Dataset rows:
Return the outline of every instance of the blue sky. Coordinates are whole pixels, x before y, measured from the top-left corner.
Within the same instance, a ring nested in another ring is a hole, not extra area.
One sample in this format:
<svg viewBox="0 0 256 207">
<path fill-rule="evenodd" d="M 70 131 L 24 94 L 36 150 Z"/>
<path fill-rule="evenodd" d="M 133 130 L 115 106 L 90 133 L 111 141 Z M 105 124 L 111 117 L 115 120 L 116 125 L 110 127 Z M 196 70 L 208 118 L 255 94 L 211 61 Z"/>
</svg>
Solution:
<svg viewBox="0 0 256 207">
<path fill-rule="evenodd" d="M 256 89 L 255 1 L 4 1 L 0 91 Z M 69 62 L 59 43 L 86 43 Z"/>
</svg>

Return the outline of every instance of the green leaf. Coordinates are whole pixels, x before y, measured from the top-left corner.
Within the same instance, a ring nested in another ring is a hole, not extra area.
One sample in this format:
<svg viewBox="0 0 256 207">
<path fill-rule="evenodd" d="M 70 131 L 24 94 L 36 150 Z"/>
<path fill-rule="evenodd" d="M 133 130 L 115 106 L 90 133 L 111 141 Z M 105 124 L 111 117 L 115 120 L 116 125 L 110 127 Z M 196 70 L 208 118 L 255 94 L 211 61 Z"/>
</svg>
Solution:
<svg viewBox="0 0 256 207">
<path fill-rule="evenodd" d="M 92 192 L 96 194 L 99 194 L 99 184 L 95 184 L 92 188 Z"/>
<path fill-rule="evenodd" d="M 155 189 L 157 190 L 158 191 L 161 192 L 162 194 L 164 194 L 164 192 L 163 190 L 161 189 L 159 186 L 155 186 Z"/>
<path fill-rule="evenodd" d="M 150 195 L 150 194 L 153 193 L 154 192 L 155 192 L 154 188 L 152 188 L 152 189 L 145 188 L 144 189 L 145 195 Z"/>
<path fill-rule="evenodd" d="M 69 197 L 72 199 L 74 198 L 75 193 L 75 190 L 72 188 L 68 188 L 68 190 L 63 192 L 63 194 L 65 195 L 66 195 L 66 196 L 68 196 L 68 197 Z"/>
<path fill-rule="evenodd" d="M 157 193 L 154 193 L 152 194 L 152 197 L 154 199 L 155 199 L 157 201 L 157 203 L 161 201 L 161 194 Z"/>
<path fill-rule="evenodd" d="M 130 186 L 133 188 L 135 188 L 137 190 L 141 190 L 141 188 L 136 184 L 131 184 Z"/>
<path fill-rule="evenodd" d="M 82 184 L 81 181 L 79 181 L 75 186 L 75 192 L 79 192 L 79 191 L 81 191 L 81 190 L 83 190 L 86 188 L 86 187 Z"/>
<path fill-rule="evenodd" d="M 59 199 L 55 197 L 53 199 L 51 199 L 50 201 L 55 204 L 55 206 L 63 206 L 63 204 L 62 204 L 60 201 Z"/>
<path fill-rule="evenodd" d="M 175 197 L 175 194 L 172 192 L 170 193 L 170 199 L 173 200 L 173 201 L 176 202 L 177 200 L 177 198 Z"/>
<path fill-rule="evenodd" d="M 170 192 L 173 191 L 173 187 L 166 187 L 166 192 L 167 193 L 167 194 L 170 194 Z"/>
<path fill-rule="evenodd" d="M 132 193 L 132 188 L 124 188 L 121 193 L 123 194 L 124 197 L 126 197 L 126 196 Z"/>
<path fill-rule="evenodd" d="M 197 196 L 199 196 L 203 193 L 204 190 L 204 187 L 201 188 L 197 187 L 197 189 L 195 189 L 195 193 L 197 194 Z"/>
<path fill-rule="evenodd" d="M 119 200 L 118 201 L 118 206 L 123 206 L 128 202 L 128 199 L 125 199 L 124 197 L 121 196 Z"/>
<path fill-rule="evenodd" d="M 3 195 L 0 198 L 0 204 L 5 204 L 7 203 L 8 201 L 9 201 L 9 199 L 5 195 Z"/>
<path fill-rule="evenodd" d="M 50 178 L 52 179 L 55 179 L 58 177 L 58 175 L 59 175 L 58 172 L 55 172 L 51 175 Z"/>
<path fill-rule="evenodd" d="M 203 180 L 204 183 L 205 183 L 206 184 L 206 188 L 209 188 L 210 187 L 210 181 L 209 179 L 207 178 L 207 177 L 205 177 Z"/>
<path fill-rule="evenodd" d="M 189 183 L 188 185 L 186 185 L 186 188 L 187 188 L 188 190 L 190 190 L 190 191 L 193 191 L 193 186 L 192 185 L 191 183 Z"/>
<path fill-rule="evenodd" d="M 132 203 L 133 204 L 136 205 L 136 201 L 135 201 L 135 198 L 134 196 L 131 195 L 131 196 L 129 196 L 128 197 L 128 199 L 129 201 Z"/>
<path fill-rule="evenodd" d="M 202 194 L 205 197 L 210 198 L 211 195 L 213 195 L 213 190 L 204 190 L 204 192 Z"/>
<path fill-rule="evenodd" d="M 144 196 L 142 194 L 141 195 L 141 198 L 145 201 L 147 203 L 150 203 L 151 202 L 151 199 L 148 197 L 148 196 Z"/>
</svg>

==

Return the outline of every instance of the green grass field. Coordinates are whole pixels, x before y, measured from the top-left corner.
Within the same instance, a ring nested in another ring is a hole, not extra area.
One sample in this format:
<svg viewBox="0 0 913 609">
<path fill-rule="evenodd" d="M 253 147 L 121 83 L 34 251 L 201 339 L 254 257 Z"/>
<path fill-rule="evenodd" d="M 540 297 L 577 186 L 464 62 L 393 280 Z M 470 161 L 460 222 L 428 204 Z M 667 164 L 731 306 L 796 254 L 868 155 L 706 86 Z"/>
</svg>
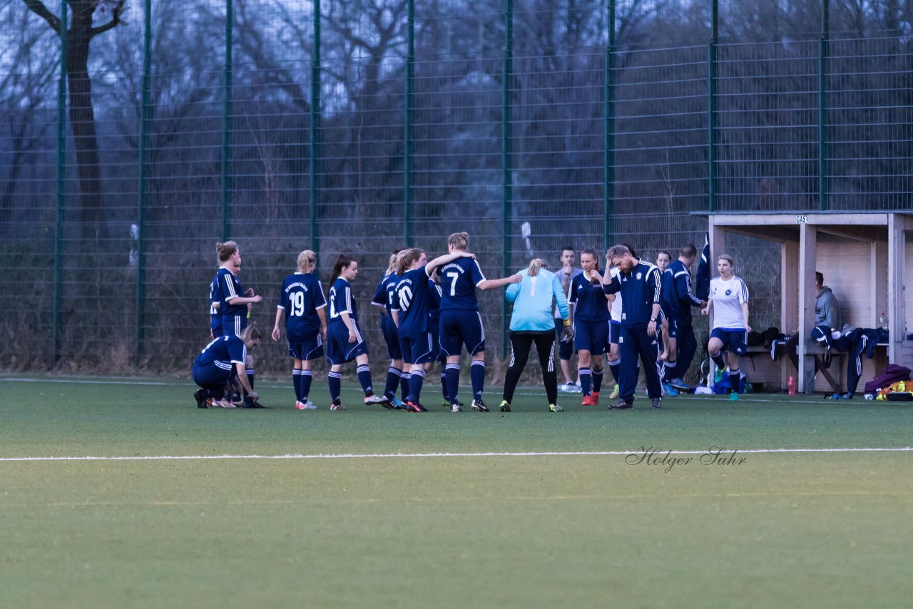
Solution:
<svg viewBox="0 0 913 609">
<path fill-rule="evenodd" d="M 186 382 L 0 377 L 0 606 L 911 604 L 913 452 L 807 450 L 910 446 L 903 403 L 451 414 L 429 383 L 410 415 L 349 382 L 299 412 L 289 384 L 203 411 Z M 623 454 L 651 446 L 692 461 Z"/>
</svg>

> _YOUR GOAL_
Reproduce the lines of the material word for word, starting at the line that contains "Return the outline of every instance of the green leaf." and ending at the line that contains "155 189 L 157", with both of those lines included.

> _THE ANSWER_
Return the outline of every instance of the green leaf. Coordinates are whole pixels, x before y, measured from the top-left corner.
Within the same instance, a ring nested in another ring is a hole, not extra area.
One sample in this format:
<svg viewBox="0 0 256 207">
<path fill-rule="evenodd" d="M 70 131 L 24 94 L 36 150 Z"/>
<path fill-rule="evenodd" d="M 133 130 L 115 106 L 90 133 L 111 141 Z M 105 124 L 111 117 L 115 120 L 116 125 L 110 127 Z M 196 70 L 208 118 L 255 94 L 211 61 Z"/>
</svg>
Solution:
<svg viewBox="0 0 256 207">
<path fill-rule="evenodd" d="M 92 192 L 96 194 L 99 194 L 99 184 L 95 184 L 92 188 Z"/>
<path fill-rule="evenodd" d="M 155 189 L 157 190 L 158 191 L 161 192 L 162 194 L 164 194 L 164 192 L 163 190 L 161 189 L 159 186 L 155 186 Z"/>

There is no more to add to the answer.